* [Dataset records]:
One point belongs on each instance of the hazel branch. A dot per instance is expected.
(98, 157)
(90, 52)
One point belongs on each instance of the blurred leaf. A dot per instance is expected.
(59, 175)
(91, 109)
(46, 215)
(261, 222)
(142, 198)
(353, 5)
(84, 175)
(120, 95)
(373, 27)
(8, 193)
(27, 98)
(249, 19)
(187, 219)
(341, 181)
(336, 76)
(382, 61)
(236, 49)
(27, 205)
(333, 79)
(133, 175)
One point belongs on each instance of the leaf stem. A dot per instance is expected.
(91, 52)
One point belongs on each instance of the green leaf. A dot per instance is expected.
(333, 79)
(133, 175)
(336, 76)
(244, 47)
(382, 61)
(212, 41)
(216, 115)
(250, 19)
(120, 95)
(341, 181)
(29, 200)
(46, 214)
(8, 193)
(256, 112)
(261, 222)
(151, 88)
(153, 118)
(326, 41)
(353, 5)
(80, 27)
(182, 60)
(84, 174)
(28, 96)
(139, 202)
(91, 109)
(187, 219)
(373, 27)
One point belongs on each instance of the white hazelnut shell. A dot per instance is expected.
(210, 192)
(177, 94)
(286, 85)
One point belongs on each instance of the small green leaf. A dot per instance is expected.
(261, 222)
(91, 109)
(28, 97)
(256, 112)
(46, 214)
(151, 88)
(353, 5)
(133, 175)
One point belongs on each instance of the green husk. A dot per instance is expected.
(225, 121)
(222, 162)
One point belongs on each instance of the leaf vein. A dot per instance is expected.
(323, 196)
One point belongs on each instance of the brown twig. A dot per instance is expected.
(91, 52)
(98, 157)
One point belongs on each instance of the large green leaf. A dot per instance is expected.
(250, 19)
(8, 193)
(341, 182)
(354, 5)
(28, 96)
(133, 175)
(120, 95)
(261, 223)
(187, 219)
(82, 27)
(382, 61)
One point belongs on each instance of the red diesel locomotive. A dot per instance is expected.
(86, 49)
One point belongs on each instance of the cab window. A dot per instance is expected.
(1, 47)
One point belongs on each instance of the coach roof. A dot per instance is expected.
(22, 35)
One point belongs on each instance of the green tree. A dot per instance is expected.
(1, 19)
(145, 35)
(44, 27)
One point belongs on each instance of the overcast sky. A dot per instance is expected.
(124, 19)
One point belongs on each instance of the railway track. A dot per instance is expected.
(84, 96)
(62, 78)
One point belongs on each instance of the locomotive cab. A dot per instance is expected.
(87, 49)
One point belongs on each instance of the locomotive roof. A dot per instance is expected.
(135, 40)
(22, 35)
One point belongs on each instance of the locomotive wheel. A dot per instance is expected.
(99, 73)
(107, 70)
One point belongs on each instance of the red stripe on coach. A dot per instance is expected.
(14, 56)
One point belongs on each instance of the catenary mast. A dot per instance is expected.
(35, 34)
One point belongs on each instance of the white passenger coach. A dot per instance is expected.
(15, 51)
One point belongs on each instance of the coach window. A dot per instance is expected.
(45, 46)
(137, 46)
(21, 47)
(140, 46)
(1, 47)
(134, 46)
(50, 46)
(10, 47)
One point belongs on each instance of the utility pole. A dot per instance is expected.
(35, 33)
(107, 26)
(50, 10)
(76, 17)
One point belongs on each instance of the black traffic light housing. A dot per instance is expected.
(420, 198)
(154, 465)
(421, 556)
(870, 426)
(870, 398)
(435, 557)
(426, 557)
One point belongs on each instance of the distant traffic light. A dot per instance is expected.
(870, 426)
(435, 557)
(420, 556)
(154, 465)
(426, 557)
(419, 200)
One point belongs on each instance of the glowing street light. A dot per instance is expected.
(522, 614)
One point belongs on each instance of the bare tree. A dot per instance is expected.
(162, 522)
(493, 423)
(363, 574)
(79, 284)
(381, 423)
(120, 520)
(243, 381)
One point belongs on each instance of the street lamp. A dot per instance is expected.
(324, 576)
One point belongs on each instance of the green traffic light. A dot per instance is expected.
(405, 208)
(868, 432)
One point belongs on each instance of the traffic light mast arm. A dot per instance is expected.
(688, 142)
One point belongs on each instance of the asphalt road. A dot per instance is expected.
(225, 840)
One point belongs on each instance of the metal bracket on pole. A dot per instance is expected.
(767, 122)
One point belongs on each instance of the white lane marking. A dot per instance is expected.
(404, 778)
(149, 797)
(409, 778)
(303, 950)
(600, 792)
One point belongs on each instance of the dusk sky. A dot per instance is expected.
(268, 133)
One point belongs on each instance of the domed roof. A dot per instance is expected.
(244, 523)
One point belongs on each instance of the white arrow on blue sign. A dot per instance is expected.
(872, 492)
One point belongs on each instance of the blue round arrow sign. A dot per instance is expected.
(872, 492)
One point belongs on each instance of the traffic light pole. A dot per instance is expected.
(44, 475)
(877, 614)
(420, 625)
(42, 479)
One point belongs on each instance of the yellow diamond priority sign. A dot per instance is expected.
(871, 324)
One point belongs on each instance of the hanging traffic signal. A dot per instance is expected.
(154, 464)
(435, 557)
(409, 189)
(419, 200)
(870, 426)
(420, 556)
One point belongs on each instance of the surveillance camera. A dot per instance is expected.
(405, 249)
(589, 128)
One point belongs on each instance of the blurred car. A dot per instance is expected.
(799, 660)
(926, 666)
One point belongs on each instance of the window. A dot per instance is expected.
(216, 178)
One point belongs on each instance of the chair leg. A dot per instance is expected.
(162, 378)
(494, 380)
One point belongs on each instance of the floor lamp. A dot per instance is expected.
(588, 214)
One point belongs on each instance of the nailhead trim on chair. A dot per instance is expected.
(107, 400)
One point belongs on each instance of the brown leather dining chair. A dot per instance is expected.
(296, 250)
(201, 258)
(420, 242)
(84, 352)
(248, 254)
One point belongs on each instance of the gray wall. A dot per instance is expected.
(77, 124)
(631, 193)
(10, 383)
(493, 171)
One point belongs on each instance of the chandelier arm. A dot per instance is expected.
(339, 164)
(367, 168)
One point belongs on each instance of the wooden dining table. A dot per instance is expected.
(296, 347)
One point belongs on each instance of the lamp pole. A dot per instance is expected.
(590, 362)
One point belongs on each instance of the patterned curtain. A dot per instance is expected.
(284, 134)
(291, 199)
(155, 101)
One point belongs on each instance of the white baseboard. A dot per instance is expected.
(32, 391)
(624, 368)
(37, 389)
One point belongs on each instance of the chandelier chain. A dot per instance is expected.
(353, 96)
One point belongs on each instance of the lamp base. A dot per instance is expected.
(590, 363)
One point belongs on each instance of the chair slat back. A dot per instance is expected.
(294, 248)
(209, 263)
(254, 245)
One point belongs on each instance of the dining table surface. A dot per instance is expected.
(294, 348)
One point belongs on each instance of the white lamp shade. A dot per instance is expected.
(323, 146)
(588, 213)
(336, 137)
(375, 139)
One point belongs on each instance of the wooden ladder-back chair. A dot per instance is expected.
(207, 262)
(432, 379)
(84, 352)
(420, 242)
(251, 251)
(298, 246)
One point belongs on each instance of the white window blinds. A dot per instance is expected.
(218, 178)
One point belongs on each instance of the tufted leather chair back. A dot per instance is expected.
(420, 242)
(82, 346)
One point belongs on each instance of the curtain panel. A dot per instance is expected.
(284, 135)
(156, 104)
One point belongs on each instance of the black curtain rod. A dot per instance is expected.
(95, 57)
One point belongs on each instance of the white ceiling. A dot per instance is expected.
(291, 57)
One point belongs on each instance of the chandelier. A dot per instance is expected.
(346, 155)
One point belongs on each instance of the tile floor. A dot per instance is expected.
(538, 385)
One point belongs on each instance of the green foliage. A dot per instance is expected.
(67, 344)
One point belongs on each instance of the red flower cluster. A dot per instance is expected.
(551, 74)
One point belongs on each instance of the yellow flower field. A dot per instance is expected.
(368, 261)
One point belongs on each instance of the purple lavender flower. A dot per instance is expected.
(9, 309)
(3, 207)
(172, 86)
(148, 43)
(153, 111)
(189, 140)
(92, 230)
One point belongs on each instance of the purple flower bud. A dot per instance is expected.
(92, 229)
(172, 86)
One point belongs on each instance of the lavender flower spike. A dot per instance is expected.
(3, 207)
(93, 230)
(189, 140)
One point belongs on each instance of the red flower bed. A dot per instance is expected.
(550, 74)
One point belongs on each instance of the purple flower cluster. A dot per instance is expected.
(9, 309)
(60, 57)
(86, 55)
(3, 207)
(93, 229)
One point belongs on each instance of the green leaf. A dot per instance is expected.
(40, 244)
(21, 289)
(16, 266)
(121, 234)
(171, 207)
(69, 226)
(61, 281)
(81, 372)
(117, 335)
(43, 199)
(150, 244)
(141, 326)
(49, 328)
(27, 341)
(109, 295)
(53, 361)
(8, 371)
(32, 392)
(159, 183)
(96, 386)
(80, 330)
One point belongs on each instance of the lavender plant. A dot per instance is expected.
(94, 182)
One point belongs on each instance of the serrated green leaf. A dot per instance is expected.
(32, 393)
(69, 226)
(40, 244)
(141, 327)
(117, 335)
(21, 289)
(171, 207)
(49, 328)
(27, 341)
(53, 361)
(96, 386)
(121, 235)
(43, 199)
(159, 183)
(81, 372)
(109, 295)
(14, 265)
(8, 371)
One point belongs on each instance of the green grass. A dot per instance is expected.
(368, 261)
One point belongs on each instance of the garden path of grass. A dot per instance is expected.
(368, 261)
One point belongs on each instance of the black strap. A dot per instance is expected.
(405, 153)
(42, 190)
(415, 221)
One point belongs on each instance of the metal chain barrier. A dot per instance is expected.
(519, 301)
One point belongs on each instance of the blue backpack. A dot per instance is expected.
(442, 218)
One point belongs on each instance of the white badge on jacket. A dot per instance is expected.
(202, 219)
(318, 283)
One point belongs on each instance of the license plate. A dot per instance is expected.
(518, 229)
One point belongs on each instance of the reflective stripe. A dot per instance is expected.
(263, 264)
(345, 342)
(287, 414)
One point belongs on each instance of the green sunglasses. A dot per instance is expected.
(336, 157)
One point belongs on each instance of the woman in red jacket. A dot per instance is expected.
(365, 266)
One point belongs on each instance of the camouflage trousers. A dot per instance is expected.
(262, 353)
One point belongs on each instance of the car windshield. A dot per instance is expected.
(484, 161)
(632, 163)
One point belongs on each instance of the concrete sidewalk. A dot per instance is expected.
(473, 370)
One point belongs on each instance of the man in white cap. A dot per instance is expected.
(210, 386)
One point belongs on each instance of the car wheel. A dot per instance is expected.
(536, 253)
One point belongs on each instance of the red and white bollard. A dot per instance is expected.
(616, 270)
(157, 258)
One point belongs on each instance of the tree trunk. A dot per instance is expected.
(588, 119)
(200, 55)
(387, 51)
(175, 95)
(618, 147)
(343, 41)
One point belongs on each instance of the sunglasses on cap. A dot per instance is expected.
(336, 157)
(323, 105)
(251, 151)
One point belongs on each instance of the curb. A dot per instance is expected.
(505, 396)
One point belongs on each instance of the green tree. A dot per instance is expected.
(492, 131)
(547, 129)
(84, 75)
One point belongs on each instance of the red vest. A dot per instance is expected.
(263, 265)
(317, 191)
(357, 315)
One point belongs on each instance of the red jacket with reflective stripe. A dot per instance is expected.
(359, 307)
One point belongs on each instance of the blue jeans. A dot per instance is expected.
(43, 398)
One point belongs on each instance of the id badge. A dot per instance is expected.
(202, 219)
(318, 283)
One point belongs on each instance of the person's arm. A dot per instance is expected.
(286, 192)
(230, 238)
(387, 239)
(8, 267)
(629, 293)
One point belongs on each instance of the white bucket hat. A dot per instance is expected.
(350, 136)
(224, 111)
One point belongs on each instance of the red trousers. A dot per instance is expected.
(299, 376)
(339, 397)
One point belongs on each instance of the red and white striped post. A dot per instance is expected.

* [Prompt]: Substitute "crimson" for "red" in the listing from the line with "One point belongs on each instance of the person's" through the end of the listing, and give only those lines, with everything else unchanged.

* [Exercise solution]:
One point belongs on each instance of the person's arm. A dot per instance is expected.
(286, 192)
(230, 238)
(387, 239)
(8, 267)
(629, 293)
One point belongs on each instance of the white bucket hat. A dot per instance is expected.
(350, 136)
(224, 111)
One point belongs on each instance of the crimson trousers. A dot per instance is expected.
(299, 376)
(339, 397)
One point belongs on each instance of the crimson and white striped post. A dot per instance is expected.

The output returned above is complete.